#### THE TASK
Extract every line of the material below that contains the string "positive", treating uppercase and lowercase as distinct.

#### WORKING DATA
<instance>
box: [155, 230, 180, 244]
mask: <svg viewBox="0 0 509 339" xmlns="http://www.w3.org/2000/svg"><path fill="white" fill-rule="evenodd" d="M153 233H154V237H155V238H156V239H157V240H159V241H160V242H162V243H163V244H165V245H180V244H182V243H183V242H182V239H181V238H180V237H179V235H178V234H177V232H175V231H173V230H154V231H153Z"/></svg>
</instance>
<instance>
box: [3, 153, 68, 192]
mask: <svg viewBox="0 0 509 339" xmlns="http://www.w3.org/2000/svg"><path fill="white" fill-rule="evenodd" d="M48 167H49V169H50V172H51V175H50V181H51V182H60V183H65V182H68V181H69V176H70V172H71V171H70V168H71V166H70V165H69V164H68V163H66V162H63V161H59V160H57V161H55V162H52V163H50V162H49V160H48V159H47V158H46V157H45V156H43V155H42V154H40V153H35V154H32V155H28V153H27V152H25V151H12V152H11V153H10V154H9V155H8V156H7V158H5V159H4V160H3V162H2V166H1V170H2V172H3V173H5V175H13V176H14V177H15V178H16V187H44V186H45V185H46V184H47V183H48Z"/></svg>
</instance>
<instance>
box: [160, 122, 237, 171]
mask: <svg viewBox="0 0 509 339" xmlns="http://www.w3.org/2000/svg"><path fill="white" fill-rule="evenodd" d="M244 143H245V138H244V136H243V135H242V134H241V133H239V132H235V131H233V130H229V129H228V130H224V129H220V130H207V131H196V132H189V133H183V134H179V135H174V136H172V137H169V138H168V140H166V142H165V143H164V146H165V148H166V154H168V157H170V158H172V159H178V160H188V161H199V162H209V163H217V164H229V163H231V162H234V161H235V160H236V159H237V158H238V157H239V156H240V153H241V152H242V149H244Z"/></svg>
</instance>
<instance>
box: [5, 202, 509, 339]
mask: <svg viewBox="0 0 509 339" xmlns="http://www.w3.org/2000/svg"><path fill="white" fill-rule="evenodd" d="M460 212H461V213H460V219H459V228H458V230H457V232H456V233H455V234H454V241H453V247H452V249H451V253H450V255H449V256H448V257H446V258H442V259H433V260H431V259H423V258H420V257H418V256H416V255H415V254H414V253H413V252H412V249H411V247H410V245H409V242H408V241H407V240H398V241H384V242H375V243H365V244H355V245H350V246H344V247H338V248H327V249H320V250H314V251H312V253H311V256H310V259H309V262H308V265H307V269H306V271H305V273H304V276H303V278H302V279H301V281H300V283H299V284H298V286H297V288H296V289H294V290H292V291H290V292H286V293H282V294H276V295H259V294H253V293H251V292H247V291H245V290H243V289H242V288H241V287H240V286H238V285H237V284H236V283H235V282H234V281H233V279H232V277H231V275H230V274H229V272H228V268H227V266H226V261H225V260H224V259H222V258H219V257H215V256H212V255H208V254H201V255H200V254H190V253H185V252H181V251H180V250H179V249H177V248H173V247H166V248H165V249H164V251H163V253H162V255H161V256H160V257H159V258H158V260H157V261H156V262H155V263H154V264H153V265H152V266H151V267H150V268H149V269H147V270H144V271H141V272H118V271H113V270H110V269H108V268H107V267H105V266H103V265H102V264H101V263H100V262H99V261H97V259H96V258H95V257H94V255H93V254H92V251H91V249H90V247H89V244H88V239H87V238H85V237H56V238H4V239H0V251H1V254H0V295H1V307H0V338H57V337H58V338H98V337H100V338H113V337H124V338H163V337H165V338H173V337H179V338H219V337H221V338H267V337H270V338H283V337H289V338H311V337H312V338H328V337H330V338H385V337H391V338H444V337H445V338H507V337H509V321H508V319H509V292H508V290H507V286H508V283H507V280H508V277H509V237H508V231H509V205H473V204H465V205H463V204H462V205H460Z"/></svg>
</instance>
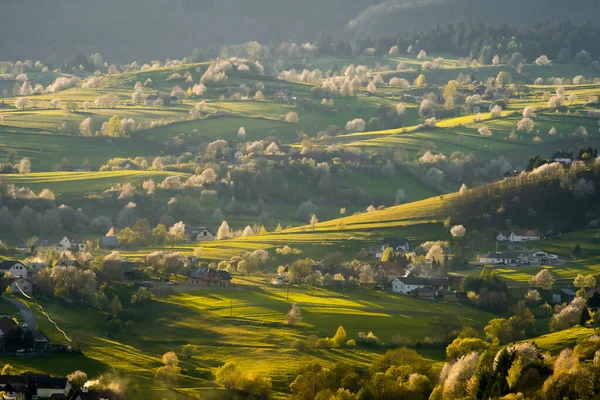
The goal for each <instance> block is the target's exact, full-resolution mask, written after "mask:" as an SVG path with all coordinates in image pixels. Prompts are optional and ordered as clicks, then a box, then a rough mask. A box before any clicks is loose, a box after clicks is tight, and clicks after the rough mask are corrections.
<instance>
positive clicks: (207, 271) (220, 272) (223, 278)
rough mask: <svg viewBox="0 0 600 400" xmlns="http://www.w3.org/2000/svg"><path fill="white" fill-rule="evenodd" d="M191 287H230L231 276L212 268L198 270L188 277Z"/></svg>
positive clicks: (224, 271) (228, 273)
mask: <svg viewBox="0 0 600 400" xmlns="http://www.w3.org/2000/svg"><path fill="white" fill-rule="evenodd" d="M190 279H191V282H192V285H197V286H201V287H226V286H231V274H229V272H227V271H224V270H216V269H214V268H210V267H209V268H200V269H198V270H197V271H194V272H192V274H191V275H190Z"/></svg>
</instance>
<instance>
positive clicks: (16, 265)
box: [8, 263, 28, 278]
mask: <svg viewBox="0 0 600 400" xmlns="http://www.w3.org/2000/svg"><path fill="white" fill-rule="evenodd" d="M27 272H28V271H27V267H26V266H24V265H23V264H21V263H16V264H15V265H13V266H12V267H10V269H9V270H8V273H9V274H10V275H12V276H20V277H22V278H27Z"/></svg>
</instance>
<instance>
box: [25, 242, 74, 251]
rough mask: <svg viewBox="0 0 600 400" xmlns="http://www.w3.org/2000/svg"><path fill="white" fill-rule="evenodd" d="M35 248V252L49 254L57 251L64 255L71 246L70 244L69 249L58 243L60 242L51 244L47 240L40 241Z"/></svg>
mask: <svg viewBox="0 0 600 400" xmlns="http://www.w3.org/2000/svg"><path fill="white" fill-rule="evenodd" d="M32 247H33V248H34V251H37V250H39V251H41V252H49V251H55V252H57V253H62V252H63V251H65V250H68V249H69V248H70V244H69V248H65V247H64V246H63V245H62V244H60V243H58V242H51V241H50V240H47V239H40V240H38V241H37V242H35V243H34V244H33V246H32Z"/></svg>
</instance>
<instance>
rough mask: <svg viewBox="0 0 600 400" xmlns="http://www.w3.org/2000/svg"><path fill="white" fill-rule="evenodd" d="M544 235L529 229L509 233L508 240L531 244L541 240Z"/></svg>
mask: <svg viewBox="0 0 600 400" xmlns="http://www.w3.org/2000/svg"><path fill="white" fill-rule="evenodd" d="M543 238H544V235H542V233H541V232H539V231H536V230H529V229H520V230H516V231H512V232H511V233H510V238H509V240H510V241H511V242H532V241H535V240H542V239H543Z"/></svg>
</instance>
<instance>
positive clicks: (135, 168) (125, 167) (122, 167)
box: [117, 160, 142, 171]
mask: <svg viewBox="0 0 600 400" xmlns="http://www.w3.org/2000/svg"><path fill="white" fill-rule="evenodd" d="M117 168H118V169H119V170H121V171H124V170H128V171H140V170H141V169H142V167H140V166H139V165H137V164H136V163H134V162H133V161H131V160H125V161H123V162H122V163H121V164H119V166H118V167H117Z"/></svg>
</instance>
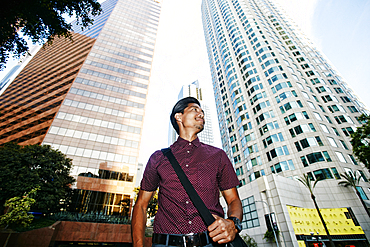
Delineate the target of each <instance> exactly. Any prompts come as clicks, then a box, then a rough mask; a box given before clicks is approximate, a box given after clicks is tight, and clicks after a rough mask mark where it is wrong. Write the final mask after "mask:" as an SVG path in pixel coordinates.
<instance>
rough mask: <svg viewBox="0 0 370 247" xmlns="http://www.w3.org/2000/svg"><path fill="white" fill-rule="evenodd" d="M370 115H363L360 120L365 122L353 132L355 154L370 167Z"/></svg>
mask: <svg viewBox="0 0 370 247" xmlns="http://www.w3.org/2000/svg"><path fill="white" fill-rule="evenodd" d="M369 120H370V116H366V115H361V116H360V117H359V121H361V122H363V124H362V126H361V127H358V128H357V130H356V131H355V132H354V133H352V134H351V138H352V139H351V144H352V150H353V154H354V155H355V156H356V157H357V158H358V160H359V161H361V163H363V164H364V165H365V166H366V168H367V169H370V146H369V141H370V121H369Z"/></svg>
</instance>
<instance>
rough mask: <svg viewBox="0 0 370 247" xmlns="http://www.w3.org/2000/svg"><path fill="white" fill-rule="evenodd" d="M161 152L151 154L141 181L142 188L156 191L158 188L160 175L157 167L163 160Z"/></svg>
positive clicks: (146, 189) (143, 189)
mask: <svg viewBox="0 0 370 247" xmlns="http://www.w3.org/2000/svg"><path fill="white" fill-rule="evenodd" d="M161 154H162V152H161V151H156V152H155V153H153V154H152V156H150V158H149V161H148V163H147V164H146V167H145V170H144V174H143V178H142V180H141V183H140V189H142V190H145V191H155V190H156V189H157V188H158V186H159V181H160V177H159V175H158V172H157V167H158V165H159V164H160V162H161Z"/></svg>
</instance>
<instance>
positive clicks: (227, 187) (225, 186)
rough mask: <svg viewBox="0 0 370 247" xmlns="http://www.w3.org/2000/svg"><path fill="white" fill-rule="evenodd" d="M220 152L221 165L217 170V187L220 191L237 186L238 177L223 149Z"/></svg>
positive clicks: (225, 153) (233, 167)
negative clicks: (218, 169) (217, 171)
mask: <svg viewBox="0 0 370 247" xmlns="http://www.w3.org/2000/svg"><path fill="white" fill-rule="evenodd" d="M220 153H221V167H220V172H219V180H218V181H219V182H218V187H219V189H220V190H221V191H223V190H228V189H231V188H234V187H236V186H238V185H239V179H238V176H237V175H236V173H235V170H234V167H233V165H232V164H231V162H230V159H229V158H228V157H227V155H226V153H225V152H224V151H223V150H221V152H220Z"/></svg>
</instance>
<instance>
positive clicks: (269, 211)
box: [255, 200, 279, 247]
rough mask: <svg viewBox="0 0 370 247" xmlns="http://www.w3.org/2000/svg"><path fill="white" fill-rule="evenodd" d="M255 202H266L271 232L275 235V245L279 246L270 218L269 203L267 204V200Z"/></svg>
mask: <svg viewBox="0 0 370 247" xmlns="http://www.w3.org/2000/svg"><path fill="white" fill-rule="evenodd" d="M255 202H263V203H264V204H266V206H267V210H268V214H269V221H270V224H271V227H272V232H273V233H274V237H275V242H276V246H277V247H279V243H278V241H277V237H276V233H275V229H274V225H273V222H272V219H271V213H270V212H271V211H270V205H268V204H267V202H265V201H262V200H261V201H255Z"/></svg>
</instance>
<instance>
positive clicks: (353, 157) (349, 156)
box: [348, 154, 358, 165]
mask: <svg viewBox="0 0 370 247" xmlns="http://www.w3.org/2000/svg"><path fill="white" fill-rule="evenodd" d="M348 157H349V159H350V161H351V162H352V164H354V165H358V163H357V161H356V160H355V157H353V155H352V154H348Z"/></svg>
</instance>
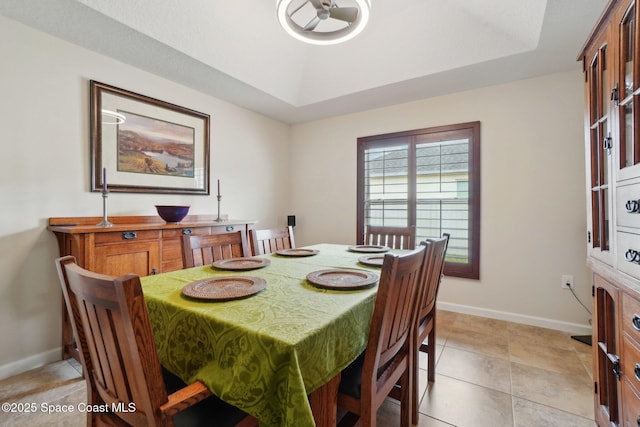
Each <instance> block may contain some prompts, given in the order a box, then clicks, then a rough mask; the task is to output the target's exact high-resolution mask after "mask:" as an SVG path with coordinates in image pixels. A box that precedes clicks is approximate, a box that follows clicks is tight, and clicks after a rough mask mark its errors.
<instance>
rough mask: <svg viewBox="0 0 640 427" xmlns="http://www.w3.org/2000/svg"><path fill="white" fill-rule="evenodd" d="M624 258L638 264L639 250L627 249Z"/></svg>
mask: <svg viewBox="0 0 640 427" xmlns="http://www.w3.org/2000/svg"><path fill="white" fill-rule="evenodd" d="M624 259H625V260H627V261H629V262H632V263H634V264H640V252H638V251H636V250H635V249H628V250H627V252H625V254H624Z"/></svg>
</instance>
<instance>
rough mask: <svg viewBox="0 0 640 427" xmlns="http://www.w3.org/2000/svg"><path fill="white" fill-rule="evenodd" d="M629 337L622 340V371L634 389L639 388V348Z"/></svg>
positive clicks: (623, 373) (639, 356) (639, 349)
mask: <svg viewBox="0 0 640 427" xmlns="http://www.w3.org/2000/svg"><path fill="white" fill-rule="evenodd" d="M636 345H637V344H635V343H634V342H633V341H632V340H630V339H629V337H626V336H625V337H624V338H623V340H622V357H621V358H620V361H621V362H622V373H623V375H624V376H625V377H626V378H627V381H629V383H630V384H632V385H633V387H634V388H635V389H636V390H639V389H640V349H638V348H637V347H636Z"/></svg>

#### REPLY TO THE TASK
positive clicks: (207, 271) (220, 272) (223, 278)
positive clicks: (224, 271) (228, 273)
positive clicks: (16, 265)
positive clicks: (135, 168) (125, 167) (122, 167)
positive clicks: (146, 189) (143, 189)
positive clicks: (227, 187) (225, 186)
positive clicks: (225, 153) (233, 167)
positive clicks: (269, 211)
positive clicks: (353, 157) (349, 156)
positive clicks: (623, 373) (639, 356) (639, 349)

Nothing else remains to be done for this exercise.